## Extracted material
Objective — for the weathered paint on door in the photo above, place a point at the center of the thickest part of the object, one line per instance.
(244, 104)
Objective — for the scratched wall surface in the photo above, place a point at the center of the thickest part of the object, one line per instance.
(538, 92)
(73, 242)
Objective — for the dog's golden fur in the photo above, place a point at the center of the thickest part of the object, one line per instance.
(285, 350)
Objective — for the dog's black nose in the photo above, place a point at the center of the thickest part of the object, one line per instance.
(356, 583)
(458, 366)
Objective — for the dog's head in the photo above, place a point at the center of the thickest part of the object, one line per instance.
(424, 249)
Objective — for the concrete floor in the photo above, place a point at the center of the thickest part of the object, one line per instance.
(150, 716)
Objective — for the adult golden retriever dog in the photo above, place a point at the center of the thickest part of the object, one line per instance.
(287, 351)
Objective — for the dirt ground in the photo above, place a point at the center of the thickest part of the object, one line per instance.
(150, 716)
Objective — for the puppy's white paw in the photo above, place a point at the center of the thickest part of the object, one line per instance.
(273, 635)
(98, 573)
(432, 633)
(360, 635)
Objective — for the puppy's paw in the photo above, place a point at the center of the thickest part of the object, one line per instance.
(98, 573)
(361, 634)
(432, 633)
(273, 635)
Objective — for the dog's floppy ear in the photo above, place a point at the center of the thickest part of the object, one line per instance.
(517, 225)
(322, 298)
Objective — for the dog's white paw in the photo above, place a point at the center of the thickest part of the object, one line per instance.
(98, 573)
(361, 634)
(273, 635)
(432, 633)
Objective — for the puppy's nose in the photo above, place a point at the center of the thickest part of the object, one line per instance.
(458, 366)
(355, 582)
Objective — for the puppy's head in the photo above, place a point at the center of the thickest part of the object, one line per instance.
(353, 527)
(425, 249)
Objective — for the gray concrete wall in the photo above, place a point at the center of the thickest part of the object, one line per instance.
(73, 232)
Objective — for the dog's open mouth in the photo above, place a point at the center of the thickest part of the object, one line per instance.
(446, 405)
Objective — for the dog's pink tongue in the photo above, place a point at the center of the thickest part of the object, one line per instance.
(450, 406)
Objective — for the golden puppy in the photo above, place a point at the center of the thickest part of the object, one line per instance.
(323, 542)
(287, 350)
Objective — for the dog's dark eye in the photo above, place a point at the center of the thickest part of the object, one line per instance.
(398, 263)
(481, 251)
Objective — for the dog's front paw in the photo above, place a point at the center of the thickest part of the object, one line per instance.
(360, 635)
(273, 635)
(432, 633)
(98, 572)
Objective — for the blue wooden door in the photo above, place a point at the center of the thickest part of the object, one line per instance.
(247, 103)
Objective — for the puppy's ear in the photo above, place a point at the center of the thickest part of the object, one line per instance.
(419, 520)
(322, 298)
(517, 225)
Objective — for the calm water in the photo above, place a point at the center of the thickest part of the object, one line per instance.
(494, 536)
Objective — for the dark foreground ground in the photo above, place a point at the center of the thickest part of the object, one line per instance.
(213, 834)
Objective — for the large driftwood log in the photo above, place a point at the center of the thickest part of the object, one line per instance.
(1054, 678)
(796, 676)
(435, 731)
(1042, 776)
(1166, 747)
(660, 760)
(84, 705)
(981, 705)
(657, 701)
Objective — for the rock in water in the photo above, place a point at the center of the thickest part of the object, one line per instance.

## Problem requirements
Set each line down exactly, beginning at the one containing "Objective — for the dog's dark" and ending at the last line of the material above.

## Written answer
Objective — for the dog's dark eye in the photo above, place a point at the center of the thickest part of the object, one line per instance.
(398, 263)
(481, 251)
Objective — for the dog's front paw in the photo above, place a point at the center of the thickest part of the object, one line per instance.
(360, 635)
(273, 635)
(432, 633)
(98, 572)
Objective — for the blue wooden door in the photo above, place a point at the center of the thickest part of the object, one line per instance.
(247, 103)
Objective — for the puppy's ear in the photo above, place a point at the center of the thickest part of the object, one line per instance.
(419, 520)
(322, 298)
(517, 225)
Objective — for the calm water in the photo above, place a point at the center of the thickest part of the object, one line per instance.
(494, 536)
Objective — for the dark foreground ground in the photo above, place a point at the center of the thickest part of the object, one line per instance.
(213, 834)
Objective — for the large driftwood log in the photo above, place a point at the center of the thickest part of the object, one line per instance.
(1054, 678)
(796, 676)
(435, 731)
(1042, 776)
(1166, 747)
(660, 760)
(84, 705)
(981, 705)
(657, 701)
Objective — for the rock in water in the photo above, place a point at the center of the thickest part of the object, one line per instance.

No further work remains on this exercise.